(Entries from a point annotation set)
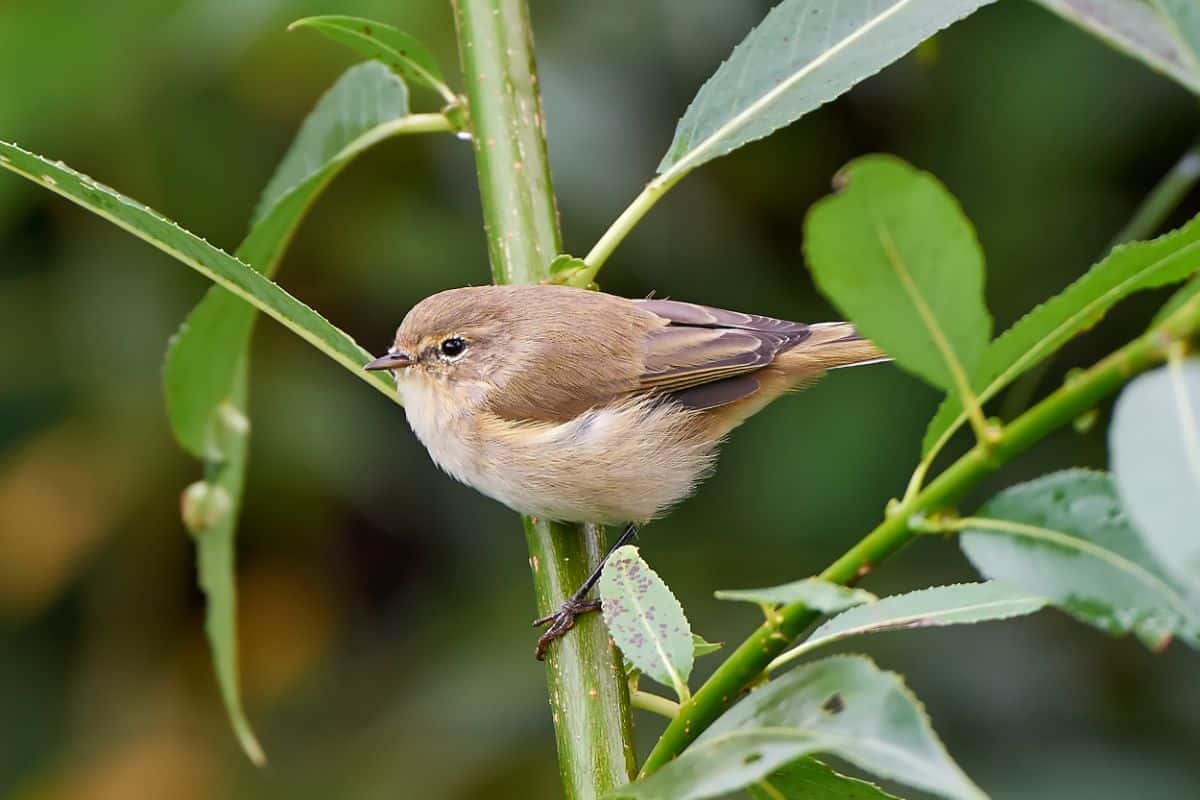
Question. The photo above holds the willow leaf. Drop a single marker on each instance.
(802, 55)
(1129, 268)
(819, 595)
(365, 106)
(963, 603)
(1155, 441)
(811, 780)
(893, 251)
(1138, 29)
(207, 259)
(844, 705)
(375, 40)
(1066, 537)
(646, 620)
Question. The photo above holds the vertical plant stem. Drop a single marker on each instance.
(588, 695)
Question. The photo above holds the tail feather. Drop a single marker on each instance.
(834, 346)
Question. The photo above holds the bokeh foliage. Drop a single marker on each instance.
(359, 557)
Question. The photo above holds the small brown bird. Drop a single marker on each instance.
(579, 405)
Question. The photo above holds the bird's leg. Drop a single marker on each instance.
(563, 620)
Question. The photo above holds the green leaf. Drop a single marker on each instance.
(389, 44)
(210, 262)
(893, 251)
(1066, 537)
(801, 56)
(1129, 268)
(1155, 441)
(646, 620)
(700, 647)
(215, 564)
(844, 705)
(811, 780)
(207, 362)
(819, 595)
(1143, 30)
(935, 607)
(569, 271)
(365, 106)
(1191, 289)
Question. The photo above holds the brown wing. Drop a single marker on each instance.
(706, 356)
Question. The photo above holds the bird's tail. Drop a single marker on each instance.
(833, 346)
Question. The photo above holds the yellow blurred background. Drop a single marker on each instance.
(387, 649)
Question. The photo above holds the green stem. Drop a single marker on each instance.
(1147, 218)
(588, 692)
(654, 704)
(623, 224)
(747, 663)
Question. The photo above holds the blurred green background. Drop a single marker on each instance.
(385, 609)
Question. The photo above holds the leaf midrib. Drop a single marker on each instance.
(1074, 542)
(1039, 347)
(739, 119)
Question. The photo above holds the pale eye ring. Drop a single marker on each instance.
(453, 347)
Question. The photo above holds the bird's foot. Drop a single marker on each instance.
(562, 621)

**TASK DESCRIPTION:** Substitute "Place one point" for every occurrence of "Drop a single marker" in the material above, keeping everything else unchanged. Leave the pictures out of your answer.

**RESULT OF THE EXERCISE:**
Question. The photo above holds the willow leaf. Place one point on each instance.
(802, 55)
(1129, 268)
(819, 595)
(365, 106)
(963, 603)
(1155, 441)
(811, 780)
(893, 251)
(1138, 29)
(207, 259)
(844, 705)
(375, 40)
(1066, 537)
(646, 620)
Question. The photo above holds the vertical plant stem. Place one point on each instance.
(588, 695)
Question. The photo above holds the tail feather. Place one point on each instance.
(834, 346)
Question. The photo above holds the bokeh foliage. Place one point on each instance.
(359, 557)
Question. The photo above holds the small brown bird. Place one point on each instance.
(579, 405)
Question. The photo above holds the bird's leg. Place one point on each instance.
(563, 620)
Question. The photo above holds the green leaf. Place one point on each instance.
(389, 44)
(210, 262)
(893, 251)
(1066, 537)
(801, 56)
(1129, 268)
(1155, 441)
(646, 620)
(700, 647)
(215, 564)
(844, 705)
(811, 780)
(207, 362)
(819, 595)
(1143, 30)
(935, 607)
(569, 271)
(365, 106)
(1191, 289)
Question. The photo above holds the brown wing. Place one point on each instance.
(706, 356)
Question. The photo above holds the bird's tail. Place one point on each instance.
(833, 346)
Question. The photo above holds the yellow blurred background. Place one point on each instance.
(387, 649)
Question. The photo above holds the green stem. Place one point on each instance.
(1147, 218)
(588, 692)
(654, 704)
(623, 224)
(747, 663)
Question. The photo above holds the blurred green background. Place one point on each instance.
(385, 609)
Question. The photo above holds the leaf midrib. Place one point on each instance.
(1074, 542)
(1039, 347)
(739, 119)
Question. The photo above holds the pale eye ring. Place one point on each instance.
(453, 347)
Question. The photo above holds the bird's foot. Place one point on each instance.
(562, 621)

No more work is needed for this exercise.